AIM OF THE TASK =>
Transcribe the records in their entirety, exactly as given.

_ _ _ _ _ _ _

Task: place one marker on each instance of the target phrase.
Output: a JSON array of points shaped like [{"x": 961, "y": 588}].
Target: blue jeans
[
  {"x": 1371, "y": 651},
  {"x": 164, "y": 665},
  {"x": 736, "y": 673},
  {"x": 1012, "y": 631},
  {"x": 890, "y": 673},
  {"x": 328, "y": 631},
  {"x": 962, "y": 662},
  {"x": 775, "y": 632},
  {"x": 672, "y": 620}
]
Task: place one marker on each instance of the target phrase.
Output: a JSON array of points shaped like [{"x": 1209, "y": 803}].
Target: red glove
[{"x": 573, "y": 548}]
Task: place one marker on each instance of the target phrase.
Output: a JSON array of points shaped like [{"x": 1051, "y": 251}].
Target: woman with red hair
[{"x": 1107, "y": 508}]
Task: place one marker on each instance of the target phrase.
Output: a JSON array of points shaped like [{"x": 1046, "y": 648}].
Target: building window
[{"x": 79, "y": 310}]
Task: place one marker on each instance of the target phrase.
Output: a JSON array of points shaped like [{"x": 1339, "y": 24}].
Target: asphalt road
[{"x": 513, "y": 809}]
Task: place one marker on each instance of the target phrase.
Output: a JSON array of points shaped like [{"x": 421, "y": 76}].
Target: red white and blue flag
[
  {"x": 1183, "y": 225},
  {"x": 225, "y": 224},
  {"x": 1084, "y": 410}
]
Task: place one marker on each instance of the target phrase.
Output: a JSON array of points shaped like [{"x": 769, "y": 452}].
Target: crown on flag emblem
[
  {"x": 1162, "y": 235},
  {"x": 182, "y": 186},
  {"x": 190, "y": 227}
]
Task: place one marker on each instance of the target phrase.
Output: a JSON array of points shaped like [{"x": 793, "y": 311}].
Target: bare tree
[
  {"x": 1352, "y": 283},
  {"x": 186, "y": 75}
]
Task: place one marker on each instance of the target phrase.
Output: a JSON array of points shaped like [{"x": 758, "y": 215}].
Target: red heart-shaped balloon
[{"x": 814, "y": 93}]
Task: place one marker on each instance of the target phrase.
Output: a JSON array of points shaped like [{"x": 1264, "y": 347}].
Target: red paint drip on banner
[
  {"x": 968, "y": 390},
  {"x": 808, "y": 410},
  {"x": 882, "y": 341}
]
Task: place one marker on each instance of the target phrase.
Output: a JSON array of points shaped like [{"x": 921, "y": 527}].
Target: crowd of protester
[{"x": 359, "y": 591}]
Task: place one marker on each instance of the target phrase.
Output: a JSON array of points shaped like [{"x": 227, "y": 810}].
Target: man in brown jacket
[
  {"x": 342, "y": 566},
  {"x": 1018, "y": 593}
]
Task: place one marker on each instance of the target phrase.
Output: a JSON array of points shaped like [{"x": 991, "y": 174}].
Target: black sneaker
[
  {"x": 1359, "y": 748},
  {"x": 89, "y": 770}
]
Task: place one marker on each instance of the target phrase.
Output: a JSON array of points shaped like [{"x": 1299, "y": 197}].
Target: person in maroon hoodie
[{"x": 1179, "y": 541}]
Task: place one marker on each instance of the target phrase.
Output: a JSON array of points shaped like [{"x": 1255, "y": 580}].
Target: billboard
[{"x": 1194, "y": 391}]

_ _ _ _ _ _ _

OUTPUT BELOW =>
Task: place one marker on each instance of the target phrase.
Output: a JSON array of points shaped like [{"x": 961, "y": 588}].
Target: blue jeans
[
  {"x": 1371, "y": 651},
  {"x": 164, "y": 665},
  {"x": 736, "y": 673},
  {"x": 1012, "y": 631},
  {"x": 890, "y": 673},
  {"x": 328, "y": 631},
  {"x": 962, "y": 662},
  {"x": 775, "y": 632},
  {"x": 672, "y": 620}
]
Task: place one marker on each instance of the target phrase.
Output: a JSON array of points shaped like [{"x": 1209, "y": 803}].
Target: red glove
[{"x": 573, "y": 548}]
Task: place one marker on each instance of the target phrase.
Output: a JSON array of points shaped like [{"x": 1051, "y": 251}].
Target: woman with red hair
[{"x": 1107, "y": 508}]
Task: place one marker on each instance of the target phrase.
Output: a JSON array of points shaped like [{"x": 1046, "y": 648}].
Target: building window
[{"x": 79, "y": 310}]
Task: place one marker on each instance of the target phrase.
Output: a JSON array of points shaped like [{"x": 1339, "y": 24}].
Target: asphalt road
[{"x": 513, "y": 809}]
Task: place one marker on each instance of the target phrase.
Output: a JSON array of points shaped like [{"x": 421, "y": 76}].
Target: red white and blue flag
[
  {"x": 1183, "y": 225},
  {"x": 225, "y": 224},
  {"x": 1084, "y": 410}
]
Task: place one marker on each instance of the target phrase.
Output: a JSON array of points shaped like [{"x": 769, "y": 452}].
Target: crown on flag emblem
[
  {"x": 1162, "y": 235},
  {"x": 182, "y": 186},
  {"x": 190, "y": 227}
]
Task: place one marker on each instance of the target phrase.
Output: a JSON array of points shaped like [{"x": 793, "y": 311}].
Target: bare tree
[
  {"x": 1352, "y": 283},
  {"x": 186, "y": 75}
]
Task: place one marker on each instance of the target phrase.
Output: a JSON array of points shaped like [{"x": 758, "y": 215}].
Target: red heart-shaped balloon
[{"x": 814, "y": 93}]
Task: place one marker on each instance of the target phrase.
Output: a JSON array of points shaped like [{"x": 1264, "y": 347}].
Target: red paint drip on banner
[
  {"x": 968, "y": 390},
  {"x": 808, "y": 410},
  {"x": 882, "y": 341}
]
Task: place one marker on each instance of the target phrase.
Output: a JSON array of points shaped like [{"x": 921, "y": 527}].
Target: crowd of protester
[{"x": 359, "y": 591}]
Task: place one marker on each instance of the target phrase.
Output: a JSON array of points shaped like [{"x": 227, "y": 810}].
Target: man in brown jacket
[
  {"x": 342, "y": 566},
  {"x": 1018, "y": 593}
]
Task: place one marker on each instance of the target phrase.
Output: a JSON array of points shaped like [{"x": 991, "y": 174}].
Target: black sneaker
[
  {"x": 1359, "y": 748},
  {"x": 89, "y": 770}
]
Task: place one marker on each instance of the target phrase.
Output: a JSON array of points shaped like [{"x": 1299, "y": 197}].
Target: person in maroon hoodie
[{"x": 1179, "y": 541}]
Task: place one marker on each instance of the target phrase.
Output: a JSON array of points shaped like [{"x": 1255, "y": 580}].
Target: billboard
[{"x": 1194, "y": 391}]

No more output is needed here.